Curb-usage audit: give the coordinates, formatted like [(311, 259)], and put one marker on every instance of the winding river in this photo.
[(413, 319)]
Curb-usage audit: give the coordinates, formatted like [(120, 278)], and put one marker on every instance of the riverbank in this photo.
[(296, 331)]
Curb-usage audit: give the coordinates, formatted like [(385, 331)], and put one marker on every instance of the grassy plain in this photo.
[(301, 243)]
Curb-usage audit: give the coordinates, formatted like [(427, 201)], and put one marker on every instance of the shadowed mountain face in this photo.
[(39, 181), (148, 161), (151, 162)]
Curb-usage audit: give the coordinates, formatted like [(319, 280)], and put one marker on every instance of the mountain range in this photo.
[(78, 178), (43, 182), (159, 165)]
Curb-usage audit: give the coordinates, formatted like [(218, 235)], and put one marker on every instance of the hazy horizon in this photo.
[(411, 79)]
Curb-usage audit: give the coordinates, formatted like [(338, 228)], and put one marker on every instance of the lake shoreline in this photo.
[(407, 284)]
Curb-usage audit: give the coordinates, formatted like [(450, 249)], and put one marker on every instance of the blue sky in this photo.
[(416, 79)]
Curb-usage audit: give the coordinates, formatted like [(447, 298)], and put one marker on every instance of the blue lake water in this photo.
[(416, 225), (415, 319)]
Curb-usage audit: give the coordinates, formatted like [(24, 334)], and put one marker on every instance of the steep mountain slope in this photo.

▶ SET TASK: Set out every item above as a numbered list, leaving out any blank lines.

▶ IN RESPONSE:
1. Curb-usage audit: give the coordinates, formatted like [(311, 259)], and put one marker on every instance of the winding river in this photo.
2. [(413, 319)]
3. Curb-usage audit: give the coordinates, formatted like [(120, 278)], and put one marker on every instance of the riverbank in this photo.
4. [(296, 331)]
5. Curb-usage audit: give the coordinates, formatted like [(385, 331)], and put one marker on every instance of the grassy plain in this photo.
6. [(301, 243)]
7. Curb-usage audit: give the coordinates, formatted like [(427, 201)], and put one marker on every instance of the shadowed mountain face in this photo.
8. [(39, 181), (148, 161), (151, 162)]
9. Curb-usage audit: give the coordinates, formatted like [(319, 280)], and put one marker on every instance of the mountain range in this photo.
10. [(78, 178), (43, 182), (159, 165)]
11. Curb-usage audit: give the coordinates, formatted like [(218, 235)], and put one marker on every instance of the hazy horizon in this photo.
12. [(411, 79)]
13. Curb-usage audit: give the coordinates, formatted like [(338, 228)], and put one marker on every instance of the lake shoreline in this photo.
14. [(407, 284)]
15. Curb-usage audit: give the coordinates, formatted like [(450, 249)], and put one marker on every instance of the blue sky in this photo.
16. [(416, 79)]
17. Curb-usage audit: give the coordinates, formatted like [(447, 298)], and put one marker on every instance of the blue lake water in this photo.
18. [(416, 225), (415, 319)]
19. Curb-usage audit: give the coordinates, formatted like [(24, 334)], and put one marker on every instance of the steep mountain slope in this photo.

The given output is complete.